* Natural language region descriptions
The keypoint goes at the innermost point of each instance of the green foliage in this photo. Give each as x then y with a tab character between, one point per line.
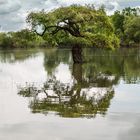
82	24
127	26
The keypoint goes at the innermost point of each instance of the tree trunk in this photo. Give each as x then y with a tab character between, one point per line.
77	54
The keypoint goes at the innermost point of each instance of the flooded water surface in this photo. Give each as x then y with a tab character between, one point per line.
43	95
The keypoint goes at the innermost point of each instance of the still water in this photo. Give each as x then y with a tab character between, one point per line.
43	95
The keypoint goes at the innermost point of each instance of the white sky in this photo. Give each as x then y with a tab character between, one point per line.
14	12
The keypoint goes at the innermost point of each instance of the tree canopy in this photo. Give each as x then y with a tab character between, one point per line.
74	24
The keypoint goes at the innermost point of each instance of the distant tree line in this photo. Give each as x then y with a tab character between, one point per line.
82	25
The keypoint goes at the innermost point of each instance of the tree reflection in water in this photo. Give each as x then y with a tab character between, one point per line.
80	98
91	88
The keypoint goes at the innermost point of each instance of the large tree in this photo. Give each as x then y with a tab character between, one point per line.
78	25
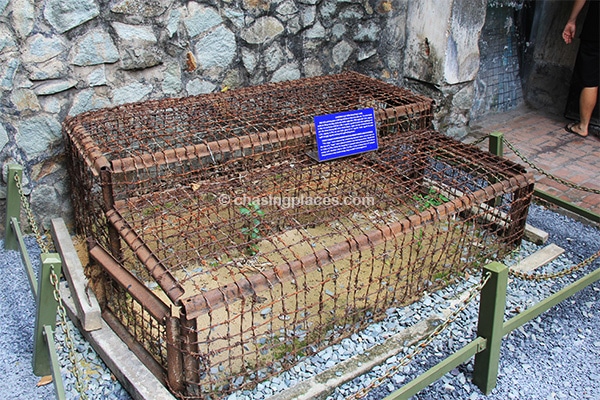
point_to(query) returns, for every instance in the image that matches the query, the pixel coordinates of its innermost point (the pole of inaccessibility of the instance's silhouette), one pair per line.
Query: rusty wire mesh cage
(242, 254)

* TRY IT
Every record above should reappear exactly, with the pictures gone.

* TASK RESPONSE
The keypoint goes at the innermost point of each instance of the green foliage in this photo. Give each as x then y with a tab character between, one point per line.
82	24
127	26
The keypoint goes at the innermost point of each instance of the tree trunk in this photo. Give each as x then y with a tab character between, one point per line.
77	54
The keypoint goes at the innermost point of each instance of the flooded water surface in this photo. Give each as x then y with a tab character between, one point per line.
43	95
The keypoint goes at the innermost point of each instance of the still water in this photo. Give each as x then y with a tab character between, one point per line.
43	95
The keypoint goes at the innermost point of each instance of the white sky in this photo. Give each as x then y with a tab character between, one point per line.
14	12
The keypoint goes at the innermost point of each instance of the tree canopy in this photo. Give each as x then y with a tab character between, one point per line.
74	24
The keypoint goes at the innermost point of each instance of the distant tree line in this photo. Give each as x then y with a tab character between, one point per line.
82	25
The keypoint goes at the innermost point of each instance of the tree reflection in water in this photo. Give each as x then y with a tab character between, one point per line.
80	98
91	88
The keypoint goes at the innermost point of each instance of the large tree in this photo. Give each as x then y with a tab character between, one point per line.
78	25
point_to(query) returns, for every instance in the image that matches the query, the pixel coordinates of its innermost point (the pole of inaccessibility of the instance's silhouette), one pair per line.
Query: rusty wire mesh cage
(242, 254)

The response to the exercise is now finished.